START Recorded data

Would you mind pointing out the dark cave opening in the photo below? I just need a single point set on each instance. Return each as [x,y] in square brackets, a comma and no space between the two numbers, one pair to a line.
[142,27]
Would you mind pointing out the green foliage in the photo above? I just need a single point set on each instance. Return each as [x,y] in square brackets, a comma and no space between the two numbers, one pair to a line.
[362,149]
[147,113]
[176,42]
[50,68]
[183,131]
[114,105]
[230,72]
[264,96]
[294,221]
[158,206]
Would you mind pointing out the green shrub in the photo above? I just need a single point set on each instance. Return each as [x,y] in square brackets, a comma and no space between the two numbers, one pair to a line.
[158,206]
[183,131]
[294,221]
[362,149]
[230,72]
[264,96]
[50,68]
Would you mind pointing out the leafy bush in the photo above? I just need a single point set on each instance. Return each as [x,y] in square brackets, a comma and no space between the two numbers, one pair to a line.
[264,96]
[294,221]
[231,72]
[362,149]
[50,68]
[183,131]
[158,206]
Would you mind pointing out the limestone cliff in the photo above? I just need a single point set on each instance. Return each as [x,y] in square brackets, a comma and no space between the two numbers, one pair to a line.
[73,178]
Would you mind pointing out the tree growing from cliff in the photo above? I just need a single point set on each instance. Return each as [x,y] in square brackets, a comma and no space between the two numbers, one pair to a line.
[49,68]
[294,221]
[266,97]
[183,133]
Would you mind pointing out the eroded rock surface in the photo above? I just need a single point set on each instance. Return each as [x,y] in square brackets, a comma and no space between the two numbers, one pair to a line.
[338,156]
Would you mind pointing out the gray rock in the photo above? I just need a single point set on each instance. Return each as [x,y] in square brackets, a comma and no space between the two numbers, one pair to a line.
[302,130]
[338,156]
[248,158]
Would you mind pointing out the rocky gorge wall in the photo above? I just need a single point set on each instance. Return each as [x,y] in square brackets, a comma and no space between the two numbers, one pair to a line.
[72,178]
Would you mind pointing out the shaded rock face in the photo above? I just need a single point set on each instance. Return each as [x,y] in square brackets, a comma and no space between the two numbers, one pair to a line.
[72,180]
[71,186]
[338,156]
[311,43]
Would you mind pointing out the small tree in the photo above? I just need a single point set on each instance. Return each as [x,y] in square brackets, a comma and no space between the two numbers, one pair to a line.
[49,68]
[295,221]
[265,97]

END Recorded data

Each record should be repeated in full, exactly as it is written.

Would you mind pointing out the dark cave opening in the photo below? I just need a single point set on each instance. Return each as [x,y] in square brackets, a comma and no space between the two numbers, one pair to a line.
[142,27]
Would you mind pointing out the green foliage in the photo above? I just need a single point set on each instance. Return each as [x,y] in square brackets, a comma and no space between the two numbers, one pair to a line.
[362,149]
[147,113]
[176,42]
[50,68]
[183,131]
[114,105]
[230,72]
[264,96]
[294,221]
[158,206]
Would you mind pointing out the green shrub in the photo above? I just need a single point set on each instance. Return each as [x,y] in square brackets, a comma and no space between the two numbers, one pair to a line.
[158,206]
[183,131]
[294,221]
[362,149]
[230,72]
[264,96]
[50,68]
Would you mind pointing out the leafy bush in the photo above? I just need a single point set on each instance. Return each as [x,y] in square brackets, a comma and no space between the two numbers, one pair to a line.
[264,96]
[294,221]
[231,72]
[362,149]
[50,68]
[183,131]
[158,206]
Would you mind pointing out the limestone cliff in the photo above? I just need a single point set on each instance. Return each as [x,y] in square brackets, a comma and no space between the two numbers, one pair to a line.
[73,178]
Would you mind pointing out the tree growing from cliff in the photo above? I just need a single point set on each instance. Return each as [x,y] in square brackets, a comma and no space between the two numbers, one pair to a line.
[49,68]
[294,221]
[266,97]
[183,133]
Would you mind pointing out the eroded rock surface in the photo above? I just need a single point set on each instance. Return each as [x,y] in square brackets, a comma and no space between the two numbers, one pair to a line.
[338,156]
Would you mind pointing out the gray rock in the photo above? I just need a single point set on each instance. Return each as [x,y] in square brackets, a comma and no space between the two numbers, one pair to a line.
[302,130]
[338,156]
[248,158]
Would you mind pointing out the rocky gorge wall in the photo above? I just need a single point set on each instance. Return each as [x,y] in square brackets, a comma and no space between the two numbers, one pair to a line.
[72,178]
Would you mind pointing out the shaded rock face in the photo above? I just need a single point set on each instance. Return each as [x,y] in square brackets, a comma and no space between the two numbers, one pair to a line.
[72,180]
[71,186]
[338,156]
[311,43]
Would you mind pointing out the small tree in the photo above? I just need a single point set on each instance. Return each as [x,y] in square brackets, a comma and no space between the two numbers, one pair to a line.
[49,68]
[295,221]
[265,97]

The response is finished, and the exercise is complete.